Problem details:
Pick up the passage below on Zacchaeus in Luke's Gospel after its final sentence and continue it.
-- Begin Text passage --
Luke’s Gospel is always rich in details, and each one holds fresh insights into how to respond to Jesus in our lives.

First, Jesus is just passing through Jericho on his way to Jerusalem, and his thoughts are focused on the climactic events that will transpire there, including the cleansing of the temple, his arrest and death.  Perhaps it was the thought of his crucifixion that caused Jesus to stop and look up at the man in the tree.

He will soon change places with the man in the sycamore tree. Zacchaeus will be saved because Jesus is lost, his life given for the life of a sinner. Luke invites us to reflect on this theme of substitution. At every stop, with every healing, Jesus is being loaded down with the damage of sin, the suffering of a broken world, so that when he mounts the cross, he will be carrying both sin and death on our behalf.

Jesus is just passing through, and everything depends on people taking the first step to seek him out.  The blind man Bartimaeus, the woman with the hemorrhage, the woman at Simon the Pharisee’s  house, the 10 lepers, and Zacchaeus—they all put themselves in the path of Jesus because they want to see him, to touch him, to understand what his presence means.

Second, another Lucan theme is that Jesus is a magnet for sinners and those who are suffering. He is looking for them and they are being drawn to him. Though the tax collector is apparently a stranger, Jesus calls him by name: “Zacchaeus, come down.”  And as if by pure spontaneity, Jesus immediately invites himself to Zacchaeus’ house. Of all the righteous people in Jericho, a man who is outcast to his neighbors and a notorious collaborator with the Roman tax system is chosen to host the famous Jesus of Nazareth. The town is outraged. Mercy is all that matters to Jesus, and Zacchaeus responds joyfully and in overflowing measure.
-- End Text passage --
-- Begin Items --
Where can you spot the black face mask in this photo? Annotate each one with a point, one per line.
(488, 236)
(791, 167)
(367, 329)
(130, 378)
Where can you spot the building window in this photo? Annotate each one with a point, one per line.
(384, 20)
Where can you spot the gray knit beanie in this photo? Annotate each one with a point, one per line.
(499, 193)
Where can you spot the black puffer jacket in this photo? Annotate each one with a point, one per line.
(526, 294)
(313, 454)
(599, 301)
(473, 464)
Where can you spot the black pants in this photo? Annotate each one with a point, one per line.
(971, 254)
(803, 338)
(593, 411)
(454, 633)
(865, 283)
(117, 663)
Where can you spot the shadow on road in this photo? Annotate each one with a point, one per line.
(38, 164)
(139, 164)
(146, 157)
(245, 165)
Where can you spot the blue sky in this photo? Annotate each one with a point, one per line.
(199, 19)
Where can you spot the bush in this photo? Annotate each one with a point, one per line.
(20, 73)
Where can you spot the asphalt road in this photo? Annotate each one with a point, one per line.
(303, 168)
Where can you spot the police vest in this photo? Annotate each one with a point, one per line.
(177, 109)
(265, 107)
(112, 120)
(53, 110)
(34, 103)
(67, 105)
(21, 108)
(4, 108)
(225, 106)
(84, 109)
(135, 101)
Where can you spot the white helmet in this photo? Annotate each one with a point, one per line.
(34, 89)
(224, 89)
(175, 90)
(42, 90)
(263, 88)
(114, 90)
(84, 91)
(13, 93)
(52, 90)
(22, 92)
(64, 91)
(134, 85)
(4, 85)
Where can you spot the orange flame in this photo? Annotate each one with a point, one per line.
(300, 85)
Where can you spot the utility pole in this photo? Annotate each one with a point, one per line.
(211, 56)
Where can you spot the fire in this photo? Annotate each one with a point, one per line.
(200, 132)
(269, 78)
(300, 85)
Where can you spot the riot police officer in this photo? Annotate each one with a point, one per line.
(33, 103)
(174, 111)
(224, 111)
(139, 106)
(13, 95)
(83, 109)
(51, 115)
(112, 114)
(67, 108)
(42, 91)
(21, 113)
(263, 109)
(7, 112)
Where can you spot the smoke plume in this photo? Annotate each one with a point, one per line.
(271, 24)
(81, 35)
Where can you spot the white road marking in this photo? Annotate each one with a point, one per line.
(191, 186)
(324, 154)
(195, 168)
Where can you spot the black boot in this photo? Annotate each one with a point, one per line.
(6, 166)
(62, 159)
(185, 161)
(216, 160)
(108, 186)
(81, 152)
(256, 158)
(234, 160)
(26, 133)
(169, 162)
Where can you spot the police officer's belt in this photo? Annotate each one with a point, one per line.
-- End Items --
Output for this task:
What can we make of this story for ourselves? Jesus is passing by, and we are moved to seek him out.  If we stay home or remain just distant observers, will we encounter him, or is there something we must do to make this happen? One source of reluctance is that perhaps we think we need something good to show him, our virtues and sacrifices, our good works and our faith. We want to impress him.

What if Jesus would rather have our sinfulness, our wounds and our troubles? Can we bare our souls to him, expose our secret shames and hidden faults? He wants the real us. Of all the places where we would rather welcome him, Jesus chooses to stay at the house of a sinner, the place in us where we are most in need of healing, forgiveness and salvation. This is the joy of the Gospel.